GIVEN INFORMATION:
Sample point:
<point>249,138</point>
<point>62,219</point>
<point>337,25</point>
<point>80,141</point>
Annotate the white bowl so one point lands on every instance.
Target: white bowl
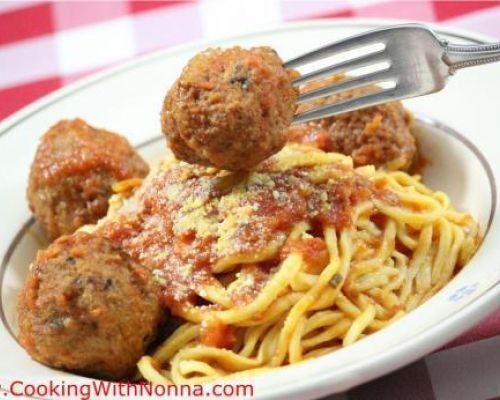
<point>127,99</point>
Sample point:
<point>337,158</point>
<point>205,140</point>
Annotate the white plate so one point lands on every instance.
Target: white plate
<point>127,99</point>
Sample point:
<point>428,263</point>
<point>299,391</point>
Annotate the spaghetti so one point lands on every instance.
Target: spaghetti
<point>304,255</point>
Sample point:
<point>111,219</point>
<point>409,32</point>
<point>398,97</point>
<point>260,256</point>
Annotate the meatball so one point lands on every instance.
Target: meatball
<point>72,174</point>
<point>87,307</point>
<point>229,108</point>
<point>378,135</point>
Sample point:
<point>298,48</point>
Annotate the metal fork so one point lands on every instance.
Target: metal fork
<point>416,62</point>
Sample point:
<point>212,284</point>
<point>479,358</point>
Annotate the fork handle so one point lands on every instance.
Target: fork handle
<point>462,56</point>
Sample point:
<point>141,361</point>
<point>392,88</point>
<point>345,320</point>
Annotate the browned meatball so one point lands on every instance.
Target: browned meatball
<point>378,135</point>
<point>87,307</point>
<point>229,108</point>
<point>71,176</point>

TASK TO CARRY OUT:
Rewrite the listing with every "Target" replaced by "Label" and everything else unchanged. Leave out the pictures.

WORKED ANSWER:
Sample point:
<point>249,138</point>
<point>62,219</point>
<point>337,25</point>
<point>80,141</point>
Annotate the white bowl so one point lands on every instance.
Label: white bowl
<point>127,99</point>
Sample point:
<point>337,158</point>
<point>205,140</point>
Annotate the white plate so one point lands on every instance.
Label: white plate
<point>127,99</point>
Sample point:
<point>428,263</point>
<point>299,391</point>
Annotate the spaghetti so one point lands on every instance.
Label: spaghetti
<point>304,255</point>
Sample point:
<point>111,219</point>
<point>409,32</point>
<point>398,97</point>
<point>260,256</point>
Annotate the meatball so one point lands on every instance.
Label: meatball
<point>72,174</point>
<point>87,307</point>
<point>229,108</point>
<point>378,135</point>
Sample point:
<point>298,48</point>
Annotate the metal fork so one point lands on every instance.
Label: metal fork
<point>416,62</point>
Sample point:
<point>212,284</point>
<point>479,358</point>
Annotate the fork handle so one point lands on every instance.
Label: fork handle
<point>462,56</point>
Sample point:
<point>141,361</point>
<point>392,88</point>
<point>345,320</point>
Annotate the browned meatball so one point lands on every instance.
Label: browned meatball
<point>378,135</point>
<point>87,307</point>
<point>229,108</point>
<point>71,176</point>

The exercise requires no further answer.